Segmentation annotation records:
>> start
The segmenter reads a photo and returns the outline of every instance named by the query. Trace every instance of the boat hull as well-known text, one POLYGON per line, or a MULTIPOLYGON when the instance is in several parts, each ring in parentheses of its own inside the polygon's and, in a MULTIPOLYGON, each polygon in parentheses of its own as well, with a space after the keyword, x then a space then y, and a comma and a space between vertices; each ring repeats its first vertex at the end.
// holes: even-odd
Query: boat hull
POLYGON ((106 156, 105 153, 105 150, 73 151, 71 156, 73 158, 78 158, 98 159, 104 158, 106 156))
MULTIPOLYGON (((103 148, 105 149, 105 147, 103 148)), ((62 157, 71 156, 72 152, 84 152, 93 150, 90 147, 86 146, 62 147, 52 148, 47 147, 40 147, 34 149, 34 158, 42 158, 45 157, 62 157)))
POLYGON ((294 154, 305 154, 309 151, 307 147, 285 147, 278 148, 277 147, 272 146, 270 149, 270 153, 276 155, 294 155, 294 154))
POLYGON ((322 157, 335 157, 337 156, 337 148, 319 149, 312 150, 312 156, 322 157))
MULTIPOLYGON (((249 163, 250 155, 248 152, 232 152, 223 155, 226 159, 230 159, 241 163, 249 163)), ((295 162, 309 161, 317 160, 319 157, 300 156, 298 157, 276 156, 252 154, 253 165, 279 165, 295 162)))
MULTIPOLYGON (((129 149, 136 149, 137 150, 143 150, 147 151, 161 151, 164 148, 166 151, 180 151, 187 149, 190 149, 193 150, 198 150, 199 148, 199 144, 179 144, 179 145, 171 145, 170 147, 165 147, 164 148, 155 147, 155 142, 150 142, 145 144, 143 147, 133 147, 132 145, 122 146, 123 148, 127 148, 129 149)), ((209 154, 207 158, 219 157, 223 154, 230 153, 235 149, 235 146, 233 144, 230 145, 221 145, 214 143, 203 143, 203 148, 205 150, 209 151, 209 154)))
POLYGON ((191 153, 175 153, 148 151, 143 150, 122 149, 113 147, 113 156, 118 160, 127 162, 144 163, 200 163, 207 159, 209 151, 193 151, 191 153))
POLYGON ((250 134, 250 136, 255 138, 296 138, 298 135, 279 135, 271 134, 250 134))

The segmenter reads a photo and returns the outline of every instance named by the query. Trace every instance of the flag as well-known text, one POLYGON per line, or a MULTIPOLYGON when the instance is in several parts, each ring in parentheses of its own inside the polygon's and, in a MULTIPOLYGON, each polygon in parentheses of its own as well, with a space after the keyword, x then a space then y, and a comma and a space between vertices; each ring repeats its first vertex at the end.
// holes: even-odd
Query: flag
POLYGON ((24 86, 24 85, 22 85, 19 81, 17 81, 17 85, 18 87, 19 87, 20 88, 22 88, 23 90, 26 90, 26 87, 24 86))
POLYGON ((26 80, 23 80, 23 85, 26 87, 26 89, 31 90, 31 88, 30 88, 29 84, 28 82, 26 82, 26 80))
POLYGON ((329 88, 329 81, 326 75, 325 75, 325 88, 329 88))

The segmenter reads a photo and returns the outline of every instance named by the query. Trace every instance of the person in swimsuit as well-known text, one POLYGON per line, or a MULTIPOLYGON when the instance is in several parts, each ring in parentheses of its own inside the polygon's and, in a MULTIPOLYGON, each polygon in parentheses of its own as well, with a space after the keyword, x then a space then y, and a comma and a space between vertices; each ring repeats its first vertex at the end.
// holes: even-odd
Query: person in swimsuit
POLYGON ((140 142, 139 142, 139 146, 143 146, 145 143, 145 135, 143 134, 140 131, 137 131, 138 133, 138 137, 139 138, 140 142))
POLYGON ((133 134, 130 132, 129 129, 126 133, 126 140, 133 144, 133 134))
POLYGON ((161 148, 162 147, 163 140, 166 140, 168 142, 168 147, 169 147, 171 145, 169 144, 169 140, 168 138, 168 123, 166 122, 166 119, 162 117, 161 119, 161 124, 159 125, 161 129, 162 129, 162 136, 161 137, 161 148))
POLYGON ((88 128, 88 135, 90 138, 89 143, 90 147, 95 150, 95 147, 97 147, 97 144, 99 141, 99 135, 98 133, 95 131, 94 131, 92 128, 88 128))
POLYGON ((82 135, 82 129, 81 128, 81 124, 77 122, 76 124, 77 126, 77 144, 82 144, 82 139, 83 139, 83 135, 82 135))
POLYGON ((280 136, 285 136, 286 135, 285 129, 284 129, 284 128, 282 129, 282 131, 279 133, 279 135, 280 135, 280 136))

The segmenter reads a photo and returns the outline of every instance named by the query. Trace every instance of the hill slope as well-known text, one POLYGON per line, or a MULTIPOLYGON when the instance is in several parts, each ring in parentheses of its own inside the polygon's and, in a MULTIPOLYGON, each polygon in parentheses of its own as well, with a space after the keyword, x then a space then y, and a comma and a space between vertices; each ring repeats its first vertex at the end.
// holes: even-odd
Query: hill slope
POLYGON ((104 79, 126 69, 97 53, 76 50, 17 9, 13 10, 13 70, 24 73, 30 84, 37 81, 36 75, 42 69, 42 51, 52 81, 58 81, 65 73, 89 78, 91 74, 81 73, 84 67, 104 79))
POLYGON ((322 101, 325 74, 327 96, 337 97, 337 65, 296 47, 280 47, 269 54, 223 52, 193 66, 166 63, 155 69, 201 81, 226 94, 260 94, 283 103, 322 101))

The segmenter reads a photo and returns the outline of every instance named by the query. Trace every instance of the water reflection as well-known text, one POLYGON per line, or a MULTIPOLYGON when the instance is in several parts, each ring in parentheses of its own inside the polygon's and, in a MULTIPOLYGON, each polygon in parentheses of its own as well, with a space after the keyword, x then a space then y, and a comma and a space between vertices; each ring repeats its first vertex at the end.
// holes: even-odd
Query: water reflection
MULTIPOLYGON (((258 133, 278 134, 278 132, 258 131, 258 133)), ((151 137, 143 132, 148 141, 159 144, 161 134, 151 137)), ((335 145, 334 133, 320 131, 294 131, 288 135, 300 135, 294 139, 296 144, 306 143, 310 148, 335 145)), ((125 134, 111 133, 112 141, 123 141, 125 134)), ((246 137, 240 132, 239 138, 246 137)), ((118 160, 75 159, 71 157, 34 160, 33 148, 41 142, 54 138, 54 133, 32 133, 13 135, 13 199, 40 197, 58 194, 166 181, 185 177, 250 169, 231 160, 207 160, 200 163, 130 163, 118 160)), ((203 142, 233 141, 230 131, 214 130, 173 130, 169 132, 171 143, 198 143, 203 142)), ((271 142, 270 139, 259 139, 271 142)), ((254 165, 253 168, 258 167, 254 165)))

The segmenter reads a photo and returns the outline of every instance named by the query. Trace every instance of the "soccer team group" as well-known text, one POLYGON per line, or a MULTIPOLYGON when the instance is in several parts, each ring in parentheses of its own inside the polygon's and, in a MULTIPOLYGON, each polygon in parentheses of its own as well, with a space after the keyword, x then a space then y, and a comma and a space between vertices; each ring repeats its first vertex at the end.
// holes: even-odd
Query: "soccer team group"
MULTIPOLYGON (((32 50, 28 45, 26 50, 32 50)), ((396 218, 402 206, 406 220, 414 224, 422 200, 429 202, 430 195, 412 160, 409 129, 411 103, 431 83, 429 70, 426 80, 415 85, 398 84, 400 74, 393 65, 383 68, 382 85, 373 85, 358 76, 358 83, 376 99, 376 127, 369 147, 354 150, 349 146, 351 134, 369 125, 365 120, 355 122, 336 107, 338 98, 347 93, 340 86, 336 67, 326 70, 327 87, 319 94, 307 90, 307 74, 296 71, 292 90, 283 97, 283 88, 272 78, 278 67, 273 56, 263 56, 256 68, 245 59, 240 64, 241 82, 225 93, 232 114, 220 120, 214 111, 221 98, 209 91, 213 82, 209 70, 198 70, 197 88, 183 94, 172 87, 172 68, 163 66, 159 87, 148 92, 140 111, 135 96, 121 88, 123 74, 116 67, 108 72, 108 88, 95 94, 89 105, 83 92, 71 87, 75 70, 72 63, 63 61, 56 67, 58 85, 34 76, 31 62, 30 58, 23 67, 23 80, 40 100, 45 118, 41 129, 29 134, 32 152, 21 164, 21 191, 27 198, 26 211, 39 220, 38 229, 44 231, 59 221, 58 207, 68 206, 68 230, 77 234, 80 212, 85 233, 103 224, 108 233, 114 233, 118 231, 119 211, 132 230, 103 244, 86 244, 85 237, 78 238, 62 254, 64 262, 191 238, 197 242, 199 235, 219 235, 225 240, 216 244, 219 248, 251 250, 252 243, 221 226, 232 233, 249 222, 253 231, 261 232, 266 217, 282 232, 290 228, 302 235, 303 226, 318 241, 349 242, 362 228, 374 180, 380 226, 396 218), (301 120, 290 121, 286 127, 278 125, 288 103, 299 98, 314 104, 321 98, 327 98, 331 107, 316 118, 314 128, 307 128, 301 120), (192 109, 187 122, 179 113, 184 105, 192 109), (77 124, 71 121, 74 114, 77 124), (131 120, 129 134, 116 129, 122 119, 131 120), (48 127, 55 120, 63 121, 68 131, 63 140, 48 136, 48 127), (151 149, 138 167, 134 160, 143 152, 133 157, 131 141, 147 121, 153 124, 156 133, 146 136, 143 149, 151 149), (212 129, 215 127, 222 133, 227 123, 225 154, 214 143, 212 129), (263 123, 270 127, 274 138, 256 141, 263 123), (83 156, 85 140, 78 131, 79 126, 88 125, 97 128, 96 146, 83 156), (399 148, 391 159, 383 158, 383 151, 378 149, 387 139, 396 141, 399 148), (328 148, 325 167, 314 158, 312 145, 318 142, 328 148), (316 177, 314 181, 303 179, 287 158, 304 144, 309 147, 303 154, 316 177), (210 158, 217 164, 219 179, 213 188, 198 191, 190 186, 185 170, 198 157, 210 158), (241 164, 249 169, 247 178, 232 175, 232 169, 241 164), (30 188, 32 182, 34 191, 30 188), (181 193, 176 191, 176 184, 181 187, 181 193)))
>> end
INSTRUCTIONS FOR THE TASK: Can you format the rows from the start of the records through the line that contains "POLYGON ((250 134, 250" as a numbered list, leaving out any blank lines?

RESULT OF THIS TASK:
1. The segmenter reads a photo and returns the outline of every instance named by the query. Trace every instance of the boat hull as well-known text, one POLYGON per line, or a MULTIPOLYGON when the instance is in several parts, each ring in parentheses of its own inside the polygon's and, in a MULTIPOLYGON, each polygon in parentheses of its own as well, with a space after the keyword, x then a space then y, and a comma and a space between vertices; each ring repeats its first vertex at the end.
2. // holes: even-odd
3. Query: boat hull
4. POLYGON ((106 156, 105 153, 105 150, 73 151, 71 156, 73 158, 78 158, 98 159, 104 158, 106 156))
5. MULTIPOLYGON (((103 148, 105 149, 105 147, 103 148)), ((62 157, 71 156, 72 152, 84 152, 93 150, 90 147, 86 146, 62 147, 52 148, 47 147, 40 147, 34 149, 34 158, 42 158, 45 157, 62 157)))
6. POLYGON ((294 154, 305 154, 309 151, 307 147, 285 147, 278 148, 277 147, 272 146, 270 149, 270 153, 276 155, 294 155, 294 154))
7. POLYGON ((322 157, 335 157, 337 156, 337 148, 319 149, 312 150, 312 156, 322 157))
8. MULTIPOLYGON (((249 163, 250 155, 248 152, 232 152, 223 155, 226 159, 230 159, 241 163, 249 163)), ((295 162, 309 161, 317 160, 319 157, 300 156, 298 157, 276 156, 252 154, 253 165, 279 165, 295 162)))
9. MULTIPOLYGON (((129 149, 136 149, 137 150, 143 150, 147 151, 161 151, 164 148, 166 151, 180 151, 187 149, 190 149, 193 150, 198 150, 199 148, 199 144, 179 144, 179 145, 171 145, 170 147, 165 147, 164 148, 155 147, 155 142, 150 142, 145 144, 143 147, 133 147, 132 145, 122 146, 123 148, 127 148, 129 149)), ((209 154, 207 158, 219 157, 223 154, 230 153, 235 149, 235 146, 233 144, 230 145, 221 145, 214 143, 203 143, 203 148, 205 150, 209 151, 209 154)))
10. POLYGON ((191 153, 175 153, 148 151, 143 150, 122 149, 113 147, 113 156, 118 160, 127 162, 144 163, 200 163, 207 159, 209 151, 193 151, 191 153))
11. POLYGON ((250 134, 250 136, 255 138, 296 138, 298 135, 279 135, 271 134, 250 134))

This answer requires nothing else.